• Prompt:
Please copy the items below, from the line with "Identify the leafy" to the line with "(1019, 553)", without changing anything.

• Extracted entries:
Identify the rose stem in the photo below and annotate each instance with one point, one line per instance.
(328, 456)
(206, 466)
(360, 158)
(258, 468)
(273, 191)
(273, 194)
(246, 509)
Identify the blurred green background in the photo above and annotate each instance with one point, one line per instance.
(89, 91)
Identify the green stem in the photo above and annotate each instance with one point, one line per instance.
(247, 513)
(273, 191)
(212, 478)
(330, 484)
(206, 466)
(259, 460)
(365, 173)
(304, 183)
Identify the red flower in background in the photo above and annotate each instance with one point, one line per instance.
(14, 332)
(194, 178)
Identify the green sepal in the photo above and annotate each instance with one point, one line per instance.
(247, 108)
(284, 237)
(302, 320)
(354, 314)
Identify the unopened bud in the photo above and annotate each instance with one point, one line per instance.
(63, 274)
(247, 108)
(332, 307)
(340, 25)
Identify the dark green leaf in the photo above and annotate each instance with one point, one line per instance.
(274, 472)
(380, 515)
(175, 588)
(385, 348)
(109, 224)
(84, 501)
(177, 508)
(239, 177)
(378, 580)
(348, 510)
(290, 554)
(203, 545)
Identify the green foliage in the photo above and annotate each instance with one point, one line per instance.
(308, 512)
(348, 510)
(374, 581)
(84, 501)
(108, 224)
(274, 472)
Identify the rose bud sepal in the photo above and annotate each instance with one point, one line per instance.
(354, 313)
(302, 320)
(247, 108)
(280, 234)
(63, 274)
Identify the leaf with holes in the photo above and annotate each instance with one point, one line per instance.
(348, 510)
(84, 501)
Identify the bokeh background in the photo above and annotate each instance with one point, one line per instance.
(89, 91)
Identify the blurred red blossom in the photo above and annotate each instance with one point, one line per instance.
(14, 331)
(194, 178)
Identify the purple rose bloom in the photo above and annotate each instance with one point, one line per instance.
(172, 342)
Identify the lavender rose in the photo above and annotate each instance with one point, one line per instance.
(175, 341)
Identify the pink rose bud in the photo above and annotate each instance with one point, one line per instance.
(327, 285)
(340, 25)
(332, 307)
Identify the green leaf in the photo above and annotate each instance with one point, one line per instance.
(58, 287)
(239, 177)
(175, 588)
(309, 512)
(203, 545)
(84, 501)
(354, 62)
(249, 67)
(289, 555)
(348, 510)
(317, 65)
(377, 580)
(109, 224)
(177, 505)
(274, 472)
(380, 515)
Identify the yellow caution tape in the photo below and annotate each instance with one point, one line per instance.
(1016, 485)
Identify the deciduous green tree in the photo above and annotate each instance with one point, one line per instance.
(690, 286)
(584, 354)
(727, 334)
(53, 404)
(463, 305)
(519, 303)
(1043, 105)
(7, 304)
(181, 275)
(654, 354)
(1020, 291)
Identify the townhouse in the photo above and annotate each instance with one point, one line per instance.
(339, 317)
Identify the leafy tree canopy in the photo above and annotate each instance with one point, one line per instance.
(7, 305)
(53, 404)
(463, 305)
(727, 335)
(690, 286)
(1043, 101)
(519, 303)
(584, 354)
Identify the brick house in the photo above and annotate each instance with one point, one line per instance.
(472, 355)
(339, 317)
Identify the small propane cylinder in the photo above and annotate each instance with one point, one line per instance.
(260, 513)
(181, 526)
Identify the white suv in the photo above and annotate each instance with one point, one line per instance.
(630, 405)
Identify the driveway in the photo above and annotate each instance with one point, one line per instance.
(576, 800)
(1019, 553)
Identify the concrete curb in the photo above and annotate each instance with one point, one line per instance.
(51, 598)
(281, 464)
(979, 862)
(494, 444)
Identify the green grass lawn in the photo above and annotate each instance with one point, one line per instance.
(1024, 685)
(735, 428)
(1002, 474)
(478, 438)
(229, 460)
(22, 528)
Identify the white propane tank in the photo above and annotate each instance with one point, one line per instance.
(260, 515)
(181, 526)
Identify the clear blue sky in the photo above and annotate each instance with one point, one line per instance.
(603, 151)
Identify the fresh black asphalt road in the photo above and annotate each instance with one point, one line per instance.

• Task result:
Identify the leafy tree canopy in the photo above and annotate each instance with one point, one line per instance.
(7, 305)
(53, 404)
(463, 305)
(727, 335)
(690, 286)
(1043, 101)
(519, 303)
(584, 354)
Identify the brick house in the photo above and annotate each instance with one point, one line per instance.
(472, 355)
(339, 317)
Identify the small propane cylinder in the photo above and annotate each instance with one point, one line per instance.
(260, 513)
(181, 526)
Identify the white suv in the photo above and annotate each instance with one point, one line per instance.
(630, 405)
Identify the driveway in the photo above and annotate each instance with one point, one line per instance.
(576, 800)
(1019, 553)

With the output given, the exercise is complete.